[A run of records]
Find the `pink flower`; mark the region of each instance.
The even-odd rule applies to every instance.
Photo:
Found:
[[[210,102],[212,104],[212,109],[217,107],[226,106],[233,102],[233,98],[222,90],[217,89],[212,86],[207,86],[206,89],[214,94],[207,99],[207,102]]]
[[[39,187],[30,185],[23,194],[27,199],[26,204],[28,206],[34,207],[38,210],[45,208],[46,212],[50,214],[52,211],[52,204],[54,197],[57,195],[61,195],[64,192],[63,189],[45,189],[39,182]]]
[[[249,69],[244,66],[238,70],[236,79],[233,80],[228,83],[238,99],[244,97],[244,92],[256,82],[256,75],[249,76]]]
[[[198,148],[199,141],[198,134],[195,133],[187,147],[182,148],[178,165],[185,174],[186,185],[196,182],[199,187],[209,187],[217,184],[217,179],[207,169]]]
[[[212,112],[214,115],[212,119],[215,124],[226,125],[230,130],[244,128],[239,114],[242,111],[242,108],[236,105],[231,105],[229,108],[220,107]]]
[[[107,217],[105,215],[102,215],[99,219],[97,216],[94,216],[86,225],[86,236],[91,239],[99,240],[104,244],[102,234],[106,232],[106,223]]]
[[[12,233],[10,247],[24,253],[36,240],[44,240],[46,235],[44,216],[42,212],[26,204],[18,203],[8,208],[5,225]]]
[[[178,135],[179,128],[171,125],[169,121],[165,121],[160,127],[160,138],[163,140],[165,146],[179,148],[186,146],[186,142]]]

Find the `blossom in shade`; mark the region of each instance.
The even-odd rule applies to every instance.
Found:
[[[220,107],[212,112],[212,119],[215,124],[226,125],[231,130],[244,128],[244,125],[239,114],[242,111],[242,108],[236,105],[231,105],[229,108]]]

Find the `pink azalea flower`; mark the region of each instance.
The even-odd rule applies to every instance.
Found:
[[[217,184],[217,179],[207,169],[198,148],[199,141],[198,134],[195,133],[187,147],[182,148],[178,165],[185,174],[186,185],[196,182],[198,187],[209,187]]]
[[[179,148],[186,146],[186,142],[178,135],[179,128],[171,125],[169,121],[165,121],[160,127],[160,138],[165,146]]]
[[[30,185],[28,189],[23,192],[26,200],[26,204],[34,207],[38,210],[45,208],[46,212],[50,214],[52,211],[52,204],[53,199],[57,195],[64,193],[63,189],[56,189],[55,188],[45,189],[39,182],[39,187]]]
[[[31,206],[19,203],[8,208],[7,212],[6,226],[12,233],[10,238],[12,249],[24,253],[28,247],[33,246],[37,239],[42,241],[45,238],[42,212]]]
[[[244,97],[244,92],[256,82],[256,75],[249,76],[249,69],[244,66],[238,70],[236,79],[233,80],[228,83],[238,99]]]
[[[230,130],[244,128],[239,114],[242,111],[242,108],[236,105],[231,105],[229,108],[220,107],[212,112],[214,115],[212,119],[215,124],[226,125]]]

GIVEN INSTRUCTION:
Restate each entry exactly, skipping none.

SOLUTION TO THIS PROBLEM:
Find the `pink flower`; mark the region of each instance.
The even-odd rule applies to every instance.
Photo:
Found:
[[[210,102],[212,104],[212,109],[217,107],[226,106],[233,102],[233,98],[222,90],[217,89],[212,86],[207,86],[206,89],[214,94],[207,99],[207,102]]]
[[[39,187],[30,185],[23,194],[27,199],[26,204],[28,206],[34,207],[38,210],[45,208],[46,212],[50,214],[52,211],[52,204],[54,197],[57,195],[61,195],[64,192],[63,189],[45,189],[39,182]]]
[[[249,69],[244,66],[238,70],[236,79],[233,80],[228,83],[238,99],[244,97],[244,92],[256,82],[256,75],[249,76]]]
[[[198,148],[199,141],[198,134],[195,133],[187,147],[182,148],[178,165],[185,174],[186,185],[196,182],[199,187],[209,187],[217,184],[217,179],[207,169]]]
[[[212,112],[214,115],[212,119],[215,124],[226,125],[230,130],[244,128],[239,114],[242,111],[242,108],[236,105],[231,105],[229,108],[220,107]]]
[[[107,217],[105,215],[102,215],[99,219],[97,216],[94,216],[86,225],[86,236],[91,239],[99,240],[104,244],[102,234],[106,232],[106,223]]]
[[[12,233],[10,247],[24,253],[36,240],[44,240],[46,235],[44,216],[42,212],[26,204],[18,203],[8,208],[5,225]]]
[[[178,135],[179,128],[171,125],[169,121],[165,121],[160,127],[160,138],[163,140],[165,146],[179,148],[186,146],[186,142]]]

Find the `blossom in shade`; mark the region of each instance.
The even-odd rule applies to every instance.
Found:
[[[220,107],[212,112],[212,119],[215,124],[226,125],[231,130],[244,128],[244,125],[239,114],[242,111],[242,108],[236,105],[231,105],[229,108]]]

Find the `pink azalea flower`; mark the region of each instance.
The even-odd rule applies to every instance.
Found:
[[[217,184],[217,179],[207,169],[198,148],[199,141],[198,134],[195,133],[187,147],[182,148],[178,165],[185,174],[186,185],[196,182],[198,187],[209,187]]]
[[[179,148],[186,146],[186,142],[178,135],[179,128],[171,125],[169,121],[165,121],[160,127],[160,138],[165,146]]]
[[[30,185],[28,189],[23,192],[26,200],[26,204],[34,207],[38,210],[45,208],[46,212],[50,214],[52,211],[52,204],[53,199],[57,195],[64,193],[63,189],[56,189],[55,188],[45,189],[39,182],[39,187]]]
[[[31,206],[19,203],[8,208],[7,212],[6,226],[12,233],[10,238],[12,249],[24,253],[28,247],[33,246],[37,239],[42,241],[45,238],[42,212]]]
[[[244,97],[244,92],[256,82],[256,75],[249,76],[249,69],[244,66],[238,70],[236,79],[233,80],[228,83],[238,99]]]
[[[230,130],[244,128],[239,114],[242,111],[242,108],[236,105],[231,105],[229,108],[220,107],[212,112],[214,115],[212,119],[215,124],[226,125]]]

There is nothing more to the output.